Reproduce each of the following lines word for word, with nothing added or changed.
##########
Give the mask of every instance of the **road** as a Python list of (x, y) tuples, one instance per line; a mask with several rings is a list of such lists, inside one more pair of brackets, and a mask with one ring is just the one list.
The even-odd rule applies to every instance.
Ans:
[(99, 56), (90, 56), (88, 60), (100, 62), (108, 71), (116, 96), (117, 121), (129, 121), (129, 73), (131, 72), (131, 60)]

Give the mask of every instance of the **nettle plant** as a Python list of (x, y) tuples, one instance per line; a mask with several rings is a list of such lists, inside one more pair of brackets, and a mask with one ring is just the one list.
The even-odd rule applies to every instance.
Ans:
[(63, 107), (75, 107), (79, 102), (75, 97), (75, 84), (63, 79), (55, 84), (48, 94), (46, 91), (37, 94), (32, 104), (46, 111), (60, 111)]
##########
Expected answer:
Give the mask of every instance of the **road** as a Python list of (x, y) tuples, one instance per line; a mask with several rings is a list of such lists, inside one more pair of brackets, and a mask with one ring is just the one list.
The even-odd rule applies to every instance.
Ans:
[(99, 56), (90, 56), (88, 60), (100, 62), (108, 71), (116, 96), (117, 121), (129, 121), (129, 73), (131, 72), (131, 60)]

Give the mask of every instance of the **nettle plant** as a Python list of (x, y) tuples, one instance per line; a mask with several rings is a list of such lists, inside one more pair of brackets, and a mask with one ring is just the one list.
The even-odd rule applies to every instance.
Ans:
[(63, 107), (75, 107), (79, 102), (75, 97), (75, 84), (63, 79), (55, 84), (48, 94), (46, 91), (37, 94), (32, 104), (46, 111), (60, 111)]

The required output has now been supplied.